Source excerpt:

RFC: 8356679: Using CharSequence::getChars internally

Markus KARG markus at headcrashing.eu
Sun May 18 15:09:43 UTC 2025


Roger,

thank you for your comments.

Following your advice I have splitted the larger work of JDK-8356679 
into sub tasks.

I would like to start with a first PR implementing the *foundational* 
work, i. e. optimizing Writer::append for efficiency (JDK-8357183). For 
convenience, attached below is a copy of the description.

Comments Welcome!

If everybody is fine with this, I would be happy to get some +1 to 
publish the PR for JDK-8357183!

Am 14.05.2025 um 15:57 schrieb Roger Riggs:
> Hi Markus,
>
> Starting out with the common case is a good idea for the first PR.
>
> I much prefer a PR with a single goal and that comes to a conclusion 
> and does not add new features or changes after the PR is submitted.
> I tend to lose interest in PRs with lots of churn, it means I have to 
> re-review the bulk of it when there is a change and may wait days to 
> let it settle down before coming back to it.

Excerpted records:
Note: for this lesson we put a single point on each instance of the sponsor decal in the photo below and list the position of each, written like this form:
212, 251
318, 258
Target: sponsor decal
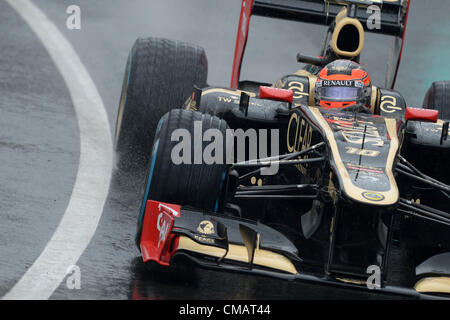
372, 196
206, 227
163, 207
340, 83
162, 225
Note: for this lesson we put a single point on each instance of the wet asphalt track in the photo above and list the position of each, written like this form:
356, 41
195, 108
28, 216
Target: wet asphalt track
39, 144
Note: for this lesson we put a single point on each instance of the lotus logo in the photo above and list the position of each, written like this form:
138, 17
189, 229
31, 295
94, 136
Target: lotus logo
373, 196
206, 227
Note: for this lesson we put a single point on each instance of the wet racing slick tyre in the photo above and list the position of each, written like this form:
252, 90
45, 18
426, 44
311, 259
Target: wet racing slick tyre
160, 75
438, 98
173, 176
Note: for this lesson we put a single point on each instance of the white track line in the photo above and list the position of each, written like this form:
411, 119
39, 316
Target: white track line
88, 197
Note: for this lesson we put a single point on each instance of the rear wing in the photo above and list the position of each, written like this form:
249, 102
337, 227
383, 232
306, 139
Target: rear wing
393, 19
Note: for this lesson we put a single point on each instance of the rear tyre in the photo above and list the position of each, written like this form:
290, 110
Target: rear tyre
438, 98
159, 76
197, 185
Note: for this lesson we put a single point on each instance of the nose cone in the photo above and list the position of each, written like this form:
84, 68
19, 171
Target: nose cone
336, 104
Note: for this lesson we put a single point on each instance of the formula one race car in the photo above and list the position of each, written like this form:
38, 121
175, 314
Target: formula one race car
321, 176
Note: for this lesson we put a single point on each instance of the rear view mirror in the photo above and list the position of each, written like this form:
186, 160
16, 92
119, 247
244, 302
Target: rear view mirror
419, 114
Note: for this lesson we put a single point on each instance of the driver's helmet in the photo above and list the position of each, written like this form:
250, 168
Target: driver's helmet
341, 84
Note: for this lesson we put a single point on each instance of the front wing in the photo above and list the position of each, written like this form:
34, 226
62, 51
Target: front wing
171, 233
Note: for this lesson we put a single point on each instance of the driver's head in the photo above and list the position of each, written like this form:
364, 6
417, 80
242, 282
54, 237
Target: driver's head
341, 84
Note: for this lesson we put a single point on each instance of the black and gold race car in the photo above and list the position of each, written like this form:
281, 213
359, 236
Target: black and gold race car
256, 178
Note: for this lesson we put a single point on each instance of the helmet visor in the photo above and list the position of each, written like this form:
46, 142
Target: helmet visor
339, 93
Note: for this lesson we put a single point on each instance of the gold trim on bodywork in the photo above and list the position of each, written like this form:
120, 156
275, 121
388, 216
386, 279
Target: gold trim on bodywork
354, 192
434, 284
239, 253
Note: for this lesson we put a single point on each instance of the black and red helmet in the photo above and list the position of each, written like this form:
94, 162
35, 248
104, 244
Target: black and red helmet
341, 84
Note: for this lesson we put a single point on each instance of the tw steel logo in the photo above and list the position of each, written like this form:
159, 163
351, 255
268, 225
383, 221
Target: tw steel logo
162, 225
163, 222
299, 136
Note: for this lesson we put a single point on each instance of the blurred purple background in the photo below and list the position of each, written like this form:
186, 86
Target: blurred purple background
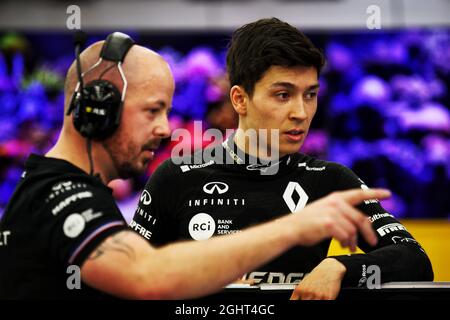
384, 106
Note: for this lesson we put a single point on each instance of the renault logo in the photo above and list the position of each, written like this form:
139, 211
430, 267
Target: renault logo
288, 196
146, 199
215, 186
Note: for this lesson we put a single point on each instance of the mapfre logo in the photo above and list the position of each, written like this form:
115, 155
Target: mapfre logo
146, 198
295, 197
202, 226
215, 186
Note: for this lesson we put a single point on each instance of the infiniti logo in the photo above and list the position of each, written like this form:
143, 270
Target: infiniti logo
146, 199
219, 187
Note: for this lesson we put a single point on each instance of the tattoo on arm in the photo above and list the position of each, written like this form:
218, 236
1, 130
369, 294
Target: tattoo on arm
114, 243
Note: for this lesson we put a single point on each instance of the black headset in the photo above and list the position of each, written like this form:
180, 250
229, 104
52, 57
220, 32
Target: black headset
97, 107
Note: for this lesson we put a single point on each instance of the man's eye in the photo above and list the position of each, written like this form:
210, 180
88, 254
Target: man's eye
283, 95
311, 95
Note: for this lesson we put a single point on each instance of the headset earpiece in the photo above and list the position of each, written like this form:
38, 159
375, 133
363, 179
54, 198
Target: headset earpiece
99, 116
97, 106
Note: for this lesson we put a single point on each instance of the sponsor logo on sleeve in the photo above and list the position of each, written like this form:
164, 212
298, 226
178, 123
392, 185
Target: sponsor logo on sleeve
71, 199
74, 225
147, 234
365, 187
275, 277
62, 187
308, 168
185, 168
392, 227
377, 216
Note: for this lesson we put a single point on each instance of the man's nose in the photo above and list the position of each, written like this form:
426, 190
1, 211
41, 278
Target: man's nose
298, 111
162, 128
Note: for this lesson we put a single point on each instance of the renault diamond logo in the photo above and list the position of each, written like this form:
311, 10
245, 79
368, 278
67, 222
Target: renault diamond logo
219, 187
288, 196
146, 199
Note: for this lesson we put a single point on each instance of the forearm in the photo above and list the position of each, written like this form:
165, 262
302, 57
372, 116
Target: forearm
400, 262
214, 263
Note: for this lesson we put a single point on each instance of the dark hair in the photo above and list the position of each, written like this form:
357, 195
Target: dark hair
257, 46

---

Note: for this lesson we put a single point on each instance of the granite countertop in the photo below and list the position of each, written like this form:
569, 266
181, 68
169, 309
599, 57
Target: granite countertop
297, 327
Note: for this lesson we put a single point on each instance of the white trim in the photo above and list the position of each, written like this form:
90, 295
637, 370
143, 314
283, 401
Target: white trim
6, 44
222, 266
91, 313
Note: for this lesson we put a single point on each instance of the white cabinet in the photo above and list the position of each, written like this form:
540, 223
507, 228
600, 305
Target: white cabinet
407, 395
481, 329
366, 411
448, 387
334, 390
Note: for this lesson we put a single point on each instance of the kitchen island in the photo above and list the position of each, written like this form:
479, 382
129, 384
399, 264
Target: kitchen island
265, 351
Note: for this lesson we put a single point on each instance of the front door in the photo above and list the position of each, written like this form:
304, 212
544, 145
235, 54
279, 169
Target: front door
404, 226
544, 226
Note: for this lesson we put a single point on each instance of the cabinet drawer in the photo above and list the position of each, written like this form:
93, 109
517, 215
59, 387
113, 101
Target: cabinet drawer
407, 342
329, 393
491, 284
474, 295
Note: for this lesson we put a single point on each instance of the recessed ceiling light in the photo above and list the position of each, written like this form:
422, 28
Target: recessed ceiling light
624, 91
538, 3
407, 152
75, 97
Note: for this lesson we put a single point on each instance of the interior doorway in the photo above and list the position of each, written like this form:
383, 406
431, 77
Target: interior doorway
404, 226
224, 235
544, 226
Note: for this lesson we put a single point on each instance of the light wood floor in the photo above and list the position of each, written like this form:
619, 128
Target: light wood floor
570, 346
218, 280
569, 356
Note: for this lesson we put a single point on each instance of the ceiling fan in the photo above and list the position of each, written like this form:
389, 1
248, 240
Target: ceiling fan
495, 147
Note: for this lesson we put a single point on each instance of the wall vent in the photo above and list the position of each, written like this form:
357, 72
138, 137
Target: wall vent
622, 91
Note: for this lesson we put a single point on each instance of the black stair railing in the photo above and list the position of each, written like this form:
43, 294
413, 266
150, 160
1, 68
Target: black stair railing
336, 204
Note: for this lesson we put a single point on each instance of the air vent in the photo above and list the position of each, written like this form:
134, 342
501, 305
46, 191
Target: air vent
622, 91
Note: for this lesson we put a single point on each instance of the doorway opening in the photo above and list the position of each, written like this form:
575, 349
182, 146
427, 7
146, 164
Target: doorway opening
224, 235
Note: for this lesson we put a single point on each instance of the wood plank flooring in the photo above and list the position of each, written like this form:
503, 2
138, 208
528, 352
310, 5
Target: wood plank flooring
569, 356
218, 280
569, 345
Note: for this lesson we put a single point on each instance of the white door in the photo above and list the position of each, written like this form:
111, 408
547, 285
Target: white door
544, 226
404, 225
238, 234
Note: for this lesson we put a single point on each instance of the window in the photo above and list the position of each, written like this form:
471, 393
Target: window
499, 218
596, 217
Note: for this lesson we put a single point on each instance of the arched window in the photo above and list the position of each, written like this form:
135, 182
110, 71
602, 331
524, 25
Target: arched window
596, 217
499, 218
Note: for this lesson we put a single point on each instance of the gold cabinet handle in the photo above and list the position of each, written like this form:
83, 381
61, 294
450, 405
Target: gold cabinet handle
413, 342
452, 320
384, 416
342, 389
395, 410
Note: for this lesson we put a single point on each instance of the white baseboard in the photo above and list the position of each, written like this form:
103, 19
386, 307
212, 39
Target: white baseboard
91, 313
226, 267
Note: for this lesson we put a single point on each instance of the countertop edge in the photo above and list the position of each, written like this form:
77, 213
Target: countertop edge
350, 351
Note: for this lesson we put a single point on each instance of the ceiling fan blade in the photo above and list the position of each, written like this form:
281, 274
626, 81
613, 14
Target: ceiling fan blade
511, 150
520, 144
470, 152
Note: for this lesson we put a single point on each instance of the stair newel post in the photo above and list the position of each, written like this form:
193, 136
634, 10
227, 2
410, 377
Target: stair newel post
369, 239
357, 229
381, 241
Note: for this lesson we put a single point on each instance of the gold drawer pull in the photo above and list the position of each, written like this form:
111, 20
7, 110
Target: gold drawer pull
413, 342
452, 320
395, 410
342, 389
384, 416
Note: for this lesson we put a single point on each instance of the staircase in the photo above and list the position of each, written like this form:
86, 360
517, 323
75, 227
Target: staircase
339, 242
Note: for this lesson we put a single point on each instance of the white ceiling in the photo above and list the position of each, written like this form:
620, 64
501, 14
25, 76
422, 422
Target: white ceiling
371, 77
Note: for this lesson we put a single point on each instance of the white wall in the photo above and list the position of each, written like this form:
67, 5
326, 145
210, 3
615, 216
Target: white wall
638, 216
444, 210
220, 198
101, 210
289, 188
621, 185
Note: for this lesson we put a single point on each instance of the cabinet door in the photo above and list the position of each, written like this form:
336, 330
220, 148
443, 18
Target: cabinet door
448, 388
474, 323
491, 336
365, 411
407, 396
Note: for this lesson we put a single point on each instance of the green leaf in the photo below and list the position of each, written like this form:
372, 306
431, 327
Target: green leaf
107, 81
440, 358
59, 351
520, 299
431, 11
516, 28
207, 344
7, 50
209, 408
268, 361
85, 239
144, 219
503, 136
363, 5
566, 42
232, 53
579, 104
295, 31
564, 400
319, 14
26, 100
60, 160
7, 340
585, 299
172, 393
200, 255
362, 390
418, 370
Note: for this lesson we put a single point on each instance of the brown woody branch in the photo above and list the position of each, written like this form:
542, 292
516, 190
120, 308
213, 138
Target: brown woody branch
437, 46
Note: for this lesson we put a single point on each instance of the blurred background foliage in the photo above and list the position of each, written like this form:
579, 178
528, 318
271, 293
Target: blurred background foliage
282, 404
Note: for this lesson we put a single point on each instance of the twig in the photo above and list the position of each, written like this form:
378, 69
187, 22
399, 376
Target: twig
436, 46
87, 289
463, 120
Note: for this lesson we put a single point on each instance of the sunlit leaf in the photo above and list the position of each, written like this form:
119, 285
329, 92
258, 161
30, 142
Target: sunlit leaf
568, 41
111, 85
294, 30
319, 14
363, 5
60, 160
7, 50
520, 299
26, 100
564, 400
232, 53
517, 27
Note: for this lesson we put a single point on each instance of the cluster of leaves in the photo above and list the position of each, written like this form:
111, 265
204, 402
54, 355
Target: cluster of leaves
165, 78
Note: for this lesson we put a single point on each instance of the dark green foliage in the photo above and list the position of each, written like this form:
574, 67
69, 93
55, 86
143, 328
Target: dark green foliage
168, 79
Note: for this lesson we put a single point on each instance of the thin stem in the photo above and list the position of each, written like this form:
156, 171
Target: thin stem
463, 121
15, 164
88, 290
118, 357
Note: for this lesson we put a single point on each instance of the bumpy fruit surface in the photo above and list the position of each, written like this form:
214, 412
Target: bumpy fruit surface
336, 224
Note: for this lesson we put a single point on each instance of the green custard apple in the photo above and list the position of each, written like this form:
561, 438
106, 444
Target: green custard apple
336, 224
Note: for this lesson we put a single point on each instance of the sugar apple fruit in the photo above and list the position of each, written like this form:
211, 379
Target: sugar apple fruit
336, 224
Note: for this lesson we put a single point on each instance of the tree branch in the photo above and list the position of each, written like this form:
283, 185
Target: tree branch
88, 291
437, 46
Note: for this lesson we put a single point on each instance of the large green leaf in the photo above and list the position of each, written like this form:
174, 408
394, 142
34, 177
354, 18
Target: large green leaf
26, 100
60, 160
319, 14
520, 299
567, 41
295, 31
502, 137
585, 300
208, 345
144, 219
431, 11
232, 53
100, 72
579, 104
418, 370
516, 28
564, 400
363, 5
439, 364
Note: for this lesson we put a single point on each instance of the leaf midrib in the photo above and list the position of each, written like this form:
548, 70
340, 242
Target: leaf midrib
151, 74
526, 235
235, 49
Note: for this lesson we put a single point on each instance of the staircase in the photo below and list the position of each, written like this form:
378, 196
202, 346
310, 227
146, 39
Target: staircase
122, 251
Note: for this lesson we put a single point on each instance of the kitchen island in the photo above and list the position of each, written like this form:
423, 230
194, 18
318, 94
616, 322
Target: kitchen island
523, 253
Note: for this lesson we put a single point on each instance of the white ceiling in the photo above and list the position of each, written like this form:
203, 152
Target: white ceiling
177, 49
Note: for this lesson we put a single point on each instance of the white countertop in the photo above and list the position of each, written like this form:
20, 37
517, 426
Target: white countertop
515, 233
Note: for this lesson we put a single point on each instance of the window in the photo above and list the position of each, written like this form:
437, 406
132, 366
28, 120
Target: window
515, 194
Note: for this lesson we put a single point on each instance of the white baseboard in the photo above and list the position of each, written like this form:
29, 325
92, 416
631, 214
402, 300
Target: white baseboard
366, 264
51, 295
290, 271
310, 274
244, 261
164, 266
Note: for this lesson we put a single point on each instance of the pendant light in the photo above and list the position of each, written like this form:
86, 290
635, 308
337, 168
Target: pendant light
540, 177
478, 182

Short problem:
In the mailing-list message about CharSequence::getChars, list every quality Roger Riggs says he prefers in a PR.

Task solution:
- It has a single goal.
- It comes to a conclusion.
- It does not add new features or changes after it is submitted.